◆ **Exercise directions**
Beginning at whichever line contains "Need: indicate the stone ledge", reproduce each line of the records below word for word, ending with the last, and add nothing.
[Opening Records supplied section]
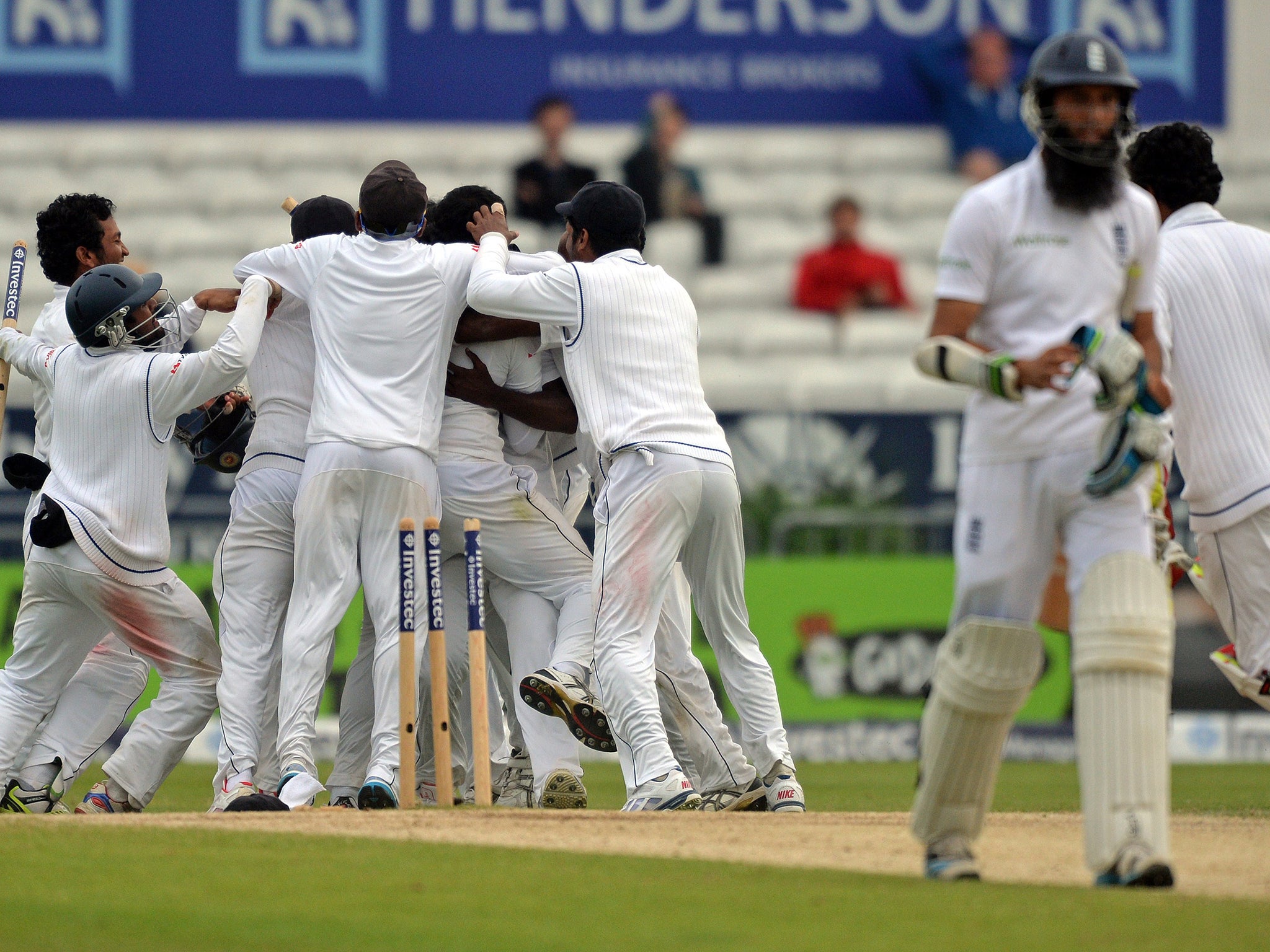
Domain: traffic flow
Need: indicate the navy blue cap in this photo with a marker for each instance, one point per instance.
(606, 208)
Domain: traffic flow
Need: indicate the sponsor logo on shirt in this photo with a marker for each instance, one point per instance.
(1042, 242)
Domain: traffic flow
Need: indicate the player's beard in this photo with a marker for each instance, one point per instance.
(1080, 187)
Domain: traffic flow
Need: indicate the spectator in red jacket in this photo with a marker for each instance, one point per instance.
(846, 276)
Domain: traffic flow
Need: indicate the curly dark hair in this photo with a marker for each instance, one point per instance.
(456, 208)
(1175, 164)
(69, 224)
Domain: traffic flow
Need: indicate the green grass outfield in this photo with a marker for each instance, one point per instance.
(70, 886)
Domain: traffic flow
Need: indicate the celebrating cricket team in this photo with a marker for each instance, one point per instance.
(403, 359)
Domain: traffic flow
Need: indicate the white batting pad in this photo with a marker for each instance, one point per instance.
(1122, 663)
(984, 672)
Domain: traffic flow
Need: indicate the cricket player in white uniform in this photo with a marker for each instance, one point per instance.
(254, 564)
(1214, 316)
(670, 490)
(384, 310)
(100, 537)
(1054, 248)
(75, 234)
(695, 726)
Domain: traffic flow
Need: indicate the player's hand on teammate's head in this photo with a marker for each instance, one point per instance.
(1050, 371)
(1160, 390)
(223, 300)
(471, 384)
(491, 220)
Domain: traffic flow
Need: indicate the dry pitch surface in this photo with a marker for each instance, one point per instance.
(1210, 852)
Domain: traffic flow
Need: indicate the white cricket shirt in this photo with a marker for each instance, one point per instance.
(630, 347)
(1041, 272)
(116, 412)
(1214, 295)
(52, 328)
(281, 380)
(470, 432)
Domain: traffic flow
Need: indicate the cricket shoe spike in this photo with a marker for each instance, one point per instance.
(1254, 689)
(784, 791)
(224, 798)
(567, 697)
(99, 801)
(20, 799)
(671, 791)
(1137, 866)
(950, 860)
(563, 791)
(376, 794)
(733, 800)
(516, 783)
(426, 792)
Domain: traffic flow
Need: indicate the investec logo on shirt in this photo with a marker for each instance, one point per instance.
(1042, 242)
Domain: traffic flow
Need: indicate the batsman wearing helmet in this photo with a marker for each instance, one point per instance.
(1047, 267)
(99, 541)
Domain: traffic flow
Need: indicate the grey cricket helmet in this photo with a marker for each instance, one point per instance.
(100, 300)
(1078, 58)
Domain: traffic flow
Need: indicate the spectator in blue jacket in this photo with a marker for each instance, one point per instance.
(974, 90)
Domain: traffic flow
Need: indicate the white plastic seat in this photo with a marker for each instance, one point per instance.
(676, 245)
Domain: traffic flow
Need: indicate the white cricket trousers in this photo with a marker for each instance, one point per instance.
(694, 721)
(92, 706)
(527, 542)
(1237, 566)
(66, 611)
(347, 522)
(252, 579)
(653, 512)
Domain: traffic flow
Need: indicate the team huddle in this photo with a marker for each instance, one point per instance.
(395, 369)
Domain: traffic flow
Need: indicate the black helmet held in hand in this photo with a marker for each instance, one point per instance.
(113, 306)
(218, 437)
(1078, 59)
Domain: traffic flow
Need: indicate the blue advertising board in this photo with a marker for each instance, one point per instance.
(488, 60)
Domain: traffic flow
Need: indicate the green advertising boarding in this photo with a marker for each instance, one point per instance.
(848, 638)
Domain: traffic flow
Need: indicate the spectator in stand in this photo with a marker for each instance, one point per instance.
(549, 179)
(846, 276)
(974, 89)
(670, 190)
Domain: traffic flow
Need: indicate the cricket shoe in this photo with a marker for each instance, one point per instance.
(516, 785)
(949, 860)
(224, 798)
(1137, 866)
(566, 696)
(671, 791)
(784, 791)
(735, 799)
(99, 801)
(22, 799)
(376, 794)
(298, 787)
(563, 791)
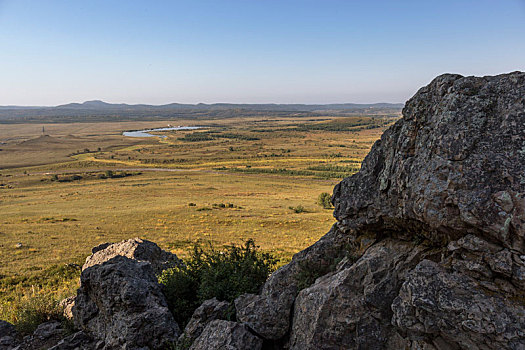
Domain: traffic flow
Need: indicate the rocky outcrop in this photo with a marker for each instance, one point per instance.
(210, 310)
(120, 301)
(136, 249)
(434, 232)
(452, 166)
(219, 335)
(428, 252)
(268, 313)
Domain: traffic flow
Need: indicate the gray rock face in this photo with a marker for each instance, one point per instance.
(226, 335)
(120, 302)
(453, 165)
(77, 341)
(136, 249)
(460, 309)
(352, 306)
(44, 337)
(268, 313)
(437, 217)
(210, 310)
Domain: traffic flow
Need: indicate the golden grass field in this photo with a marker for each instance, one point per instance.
(232, 180)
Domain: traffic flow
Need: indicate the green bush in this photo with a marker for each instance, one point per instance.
(298, 209)
(324, 200)
(35, 310)
(211, 273)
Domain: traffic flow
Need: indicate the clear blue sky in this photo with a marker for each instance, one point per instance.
(284, 51)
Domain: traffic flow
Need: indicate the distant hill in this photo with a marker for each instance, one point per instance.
(96, 110)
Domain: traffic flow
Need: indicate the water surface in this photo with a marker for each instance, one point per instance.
(146, 132)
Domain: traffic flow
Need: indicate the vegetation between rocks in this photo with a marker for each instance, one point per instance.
(208, 273)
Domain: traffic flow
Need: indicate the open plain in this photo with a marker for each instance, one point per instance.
(65, 188)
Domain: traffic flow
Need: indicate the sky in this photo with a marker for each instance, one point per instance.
(249, 51)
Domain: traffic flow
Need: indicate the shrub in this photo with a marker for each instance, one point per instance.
(211, 273)
(298, 209)
(324, 200)
(31, 311)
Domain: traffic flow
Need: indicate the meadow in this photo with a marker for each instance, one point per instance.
(76, 185)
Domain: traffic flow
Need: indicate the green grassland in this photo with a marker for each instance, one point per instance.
(83, 184)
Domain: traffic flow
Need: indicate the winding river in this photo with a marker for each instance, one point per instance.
(146, 132)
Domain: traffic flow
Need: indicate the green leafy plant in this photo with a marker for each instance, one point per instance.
(208, 273)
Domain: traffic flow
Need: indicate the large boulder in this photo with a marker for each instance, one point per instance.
(435, 221)
(136, 249)
(226, 335)
(121, 303)
(452, 165)
(268, 313)
(352, 306)
(459, 309)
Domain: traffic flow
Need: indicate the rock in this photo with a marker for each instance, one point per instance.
(453, 165)
(136, 249)
(268, 313)
(120, 302)
(433, 301)
(226, 335)
(76, 341)
(210, 310)
(48, 330)
(352, 306)
(8, 336)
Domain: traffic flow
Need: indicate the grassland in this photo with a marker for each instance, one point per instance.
(83, 184)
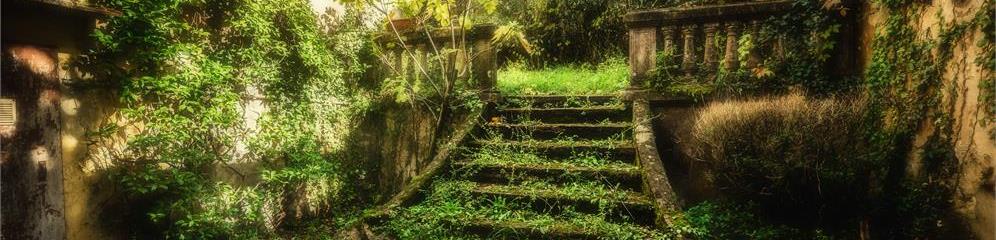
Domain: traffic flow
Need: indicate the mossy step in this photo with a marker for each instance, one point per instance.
(549, 194)
(551, 101)
(558, 229)
(566, 114)
(546, 131)
(623, 176)
(621, 149)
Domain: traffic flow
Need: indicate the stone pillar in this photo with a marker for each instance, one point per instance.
(642, 55)
(754, 55)
(669, 45)
(688, 55)
(709, 52)
(731, 63)
(484, 68)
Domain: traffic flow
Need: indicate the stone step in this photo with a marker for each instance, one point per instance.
(619, 149)
(547, 131)
(621, 176)
(599, 114)
(618, 206)
(558, 229)
(561, 101)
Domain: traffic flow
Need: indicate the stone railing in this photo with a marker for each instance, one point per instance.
(450, 53)
(691, 33)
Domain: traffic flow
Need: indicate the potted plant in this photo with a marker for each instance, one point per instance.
(400, 21)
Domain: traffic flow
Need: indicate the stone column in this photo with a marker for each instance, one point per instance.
(484, 67)
(754, 55)
(688, 59)
(709, 52)
(731, 63)
(669, 45)
(642, 55)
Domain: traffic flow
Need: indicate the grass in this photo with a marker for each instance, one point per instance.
(450, 208)
(609, 77)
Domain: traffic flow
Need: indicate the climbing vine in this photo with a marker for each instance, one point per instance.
(188, 73)
(799, 56)
(907, 94)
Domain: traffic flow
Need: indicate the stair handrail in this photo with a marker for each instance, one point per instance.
(687, 23)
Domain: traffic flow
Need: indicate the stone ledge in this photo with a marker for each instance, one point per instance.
(708, 13)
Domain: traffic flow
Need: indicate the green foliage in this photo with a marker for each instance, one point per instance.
(183, 68)
(727, 220)
(765, 151)
(565, 31)
(609, 77)
(451, 205)
(796, 48)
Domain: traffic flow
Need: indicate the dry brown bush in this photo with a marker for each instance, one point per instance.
(791, 151)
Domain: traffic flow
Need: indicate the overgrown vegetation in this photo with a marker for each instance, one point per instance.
(187, 72)
(861, 164)
(451, 208)
(807, 35)
(609, 77)
(768, 151)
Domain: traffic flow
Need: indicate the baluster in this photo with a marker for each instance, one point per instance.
(688, 63)
(730, 59)
(754, 54)
(709, 53)
(642, 56)
(669, 45)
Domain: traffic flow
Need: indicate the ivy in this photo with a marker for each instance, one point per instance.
(906, 92)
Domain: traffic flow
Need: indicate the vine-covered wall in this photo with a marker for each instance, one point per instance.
(930, 79)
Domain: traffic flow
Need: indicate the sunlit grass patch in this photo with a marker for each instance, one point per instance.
(606, 78)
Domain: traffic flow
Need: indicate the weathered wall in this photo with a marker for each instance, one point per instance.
(86, 190)
(975, 149)
(673, 125)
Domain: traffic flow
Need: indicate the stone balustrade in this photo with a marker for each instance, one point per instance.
(691, 33)
(465, 53)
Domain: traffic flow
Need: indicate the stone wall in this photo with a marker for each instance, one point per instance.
(975, 148)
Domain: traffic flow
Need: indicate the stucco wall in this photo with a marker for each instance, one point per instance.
(975, 149)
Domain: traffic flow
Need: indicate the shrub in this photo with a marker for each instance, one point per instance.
(801, 155)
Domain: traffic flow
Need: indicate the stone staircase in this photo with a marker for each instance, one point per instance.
(540, 167)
[Closing Records supplied section]
◆ **Answer for this exercise**
Need: indicate the stone ledge in this photo with a marker for each instance, one point per instance.
(708, 13)
Domain: traffic flow
Need: indicate the green foliage in this photo with a marker for each instance, one point per instance.
(183, 68)
(727, 220)
(765, 151)
(565, 31)
(609, 77)
(451, 205)
(796, 48)
Domain: traffic flow
Need: indicate the dry brown bush in this photo with a marker for each instance, one point per instance.
(791, 151)
Domain: traffic flow
Need: indicate the overgrown vegetation in this photo with a marker for each instance, one point per instance.
(187, 72)
(861, 164)
(451, 208)
(807, 35)
(609, 77)
(768, 151)
Domain: traffic flow
Need: indicate the baluster in this photo with a marker for each instance, one point per instance.
(688, 63)
(730, 59)
(754, 54)
(709, 53)
(642, 56)
(669, 45)
Domain: traffic flow
Need: indicate the ivy in this photo with a marker for each instance, one point per instance.
(906, 92)
Domain: traffic flow
Need: indicate the vine-covered wall in this photo with a marker for each instance, one point per instance.
(930, 79)
Domain: traffic flow
Need: indicate the sunlit grass patch in this photo with a marker for each instance, one point per instance.
(606, 78)
Domain: traffic flow
Need: indicate the weathered wall in this photo with a marker for each instance, one point per instance.
(86, 190)
(975, 149)
(673, 125)
Domain: traffic flow
Need: indicate the stone balustrade in this photo with a marker for each instance, one point per instance.
(691, 33)
(465, 53)
Domain: traffic flow
Need: indicate the stone wall in this photo with a marker for each instance, one point per instance.
(975, 148)
Domain: traffic flow
Need: indicate the stucco wall in this photo with a marker for each instance, one point per instance.
(975, 149)
Domain: traffic flow
Need: indicate the shrub in this photo with a marker for each instance, one point per instance.
(801, 155)
Domain: traffic flow
Need: indicate the stone staircase in this photo with a marker for each instance, one point per instance.
(540, 167)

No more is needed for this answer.